(Your task)
Could you restate the data below word for word, without its pictures?

Collection entries:
------------------------------

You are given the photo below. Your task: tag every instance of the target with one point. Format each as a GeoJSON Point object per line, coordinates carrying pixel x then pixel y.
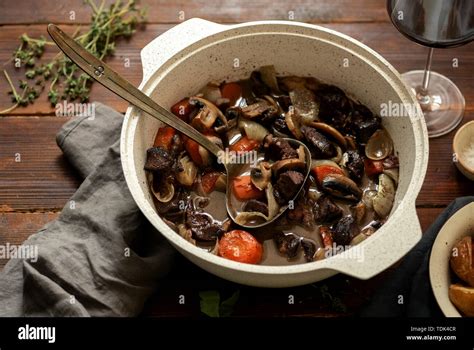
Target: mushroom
{"type": "Point", "coordinates": [188, 173]}
{"type": "Point", "coordinates": [330, 131]}
{"type": "Point", "coordinates": [305, 105]}
{"type": "Point", "coordinates": [293, 123]}
{"type": "Point", "coordinates": [207, 115]}
{"type": "Point", "coordinates": [268, 76]}
{"type": "Point", "coordinates": [379, 146]}
{"type": "Point", "coordinates": [288, 164]}
{"type": "Point", "coordinates": [262, 107]}
{"type": "Point", "coordinates": [261, 176]}
{"type": "Point", "coordinates": [341, 186]}
{"type": "Point", "coordinates": [211, 92]}
{"type": "Point", "coordinates": [383, 200]}
{"type": "Point", "coordinates": [166, 189]}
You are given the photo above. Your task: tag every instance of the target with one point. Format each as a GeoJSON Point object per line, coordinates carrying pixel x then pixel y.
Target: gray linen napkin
{"type": "Point", "coordinates": [100, 257]}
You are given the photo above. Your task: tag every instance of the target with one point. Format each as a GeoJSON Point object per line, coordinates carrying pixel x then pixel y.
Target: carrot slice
{"type": "Point", "coordinates": [373, 167]}
{"type": "Point", "coordinates": [208, 181]}
{"type": "Point", "coordinates": [164, 137]}
{"type": "Point", "coordinates": [241, 246]}
{"type": "Point", "coordinates": [231, 91]}
{"type": "Point", "coordinates": [322, 171]}
{"type": "Point", "coordinates": [244, 189]}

------------------------------

(Response to this task)
You are given the photo below. Your task: tag every instance of the target with one point. Format each as a GeoJSON Point object per line, coordinates carrying pixel x then pixel y.
Target: mushroom
{"type": "Point", "coordinates": [188, 173]}
{"type": "Point", "coordinates": [330, 131]}
{"type": "Point", "coordinates": [305, 105]}
{"type": "Point", "coordinates": [293, 123]}
{"type": "Point", "coordinates": [207, 115]}
{"type": "Point", "coordinates": [268, 76]}
{"type": "Point", "coordinates": [379, 146]}
{"type": "Point", "coordinates": [288, 164]}
{"type": "Point", "coordinates": [262, 107]}
{"type": "Point", "coordinates": [261, 176]}
{"type": "Point", "coordinates": [341, 186]}
{"type": "Point", "coordinates": [211, 92]}
{"type": "Point", "coordinates": [383, 200]}
{"type": "Point", "coordinates": [166, 189]}
You are given the photo above. Your task: tag every instance of the target with one point. Format each as a GeoJSON Point object per line, coordinates carrying pixel x then pixel y.
Target: gray linen napkin
{"type": "Point", "coordinates": [100, 257]}
You are given the photo above. Your task: tag every instance of the target with one point. Format each as a GeoJSON Point object per line, coordinates carrying pixel x then pixel y.
Target: carrot slice
{"type": "Point", "coordinates": [373, 167]}
{"type": "Point", "coordinates": [208, 181]}
{"type": "Point", "coordinates": [164, 137]}
{"type": "Point", "coordinates": [241, 246]}
{"type": "Point", "coordinates": [231, 91]}
{"type": "Point", "coordinates": [322, 171]}
{"type": "Point", "coordinates": [244, 189]}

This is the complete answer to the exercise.